## [The problem]
Extract the full listing verbatim and drop any pictures from your copy.

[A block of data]
——————————

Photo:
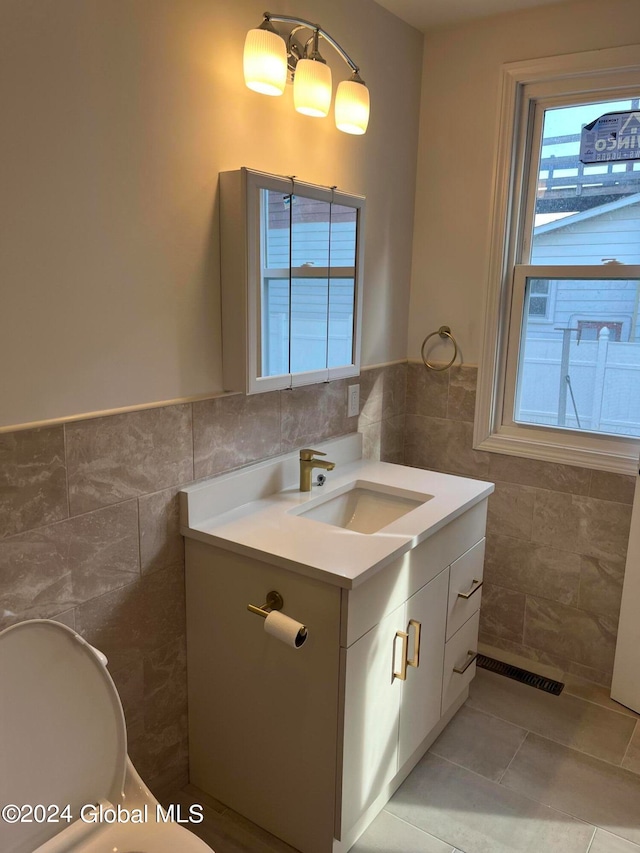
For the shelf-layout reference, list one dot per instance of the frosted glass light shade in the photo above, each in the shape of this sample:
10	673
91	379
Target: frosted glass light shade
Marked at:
352	107
265	62
312	88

——————————

## [In response]
Photo:
For the shelf-layout reference, list one dot per instance of the frosted glass light shade in the photo above, each in the shape of this sample:
10	673
91	379
Target: frosted glass light shade
Marked at:
352	107
265	62
312	88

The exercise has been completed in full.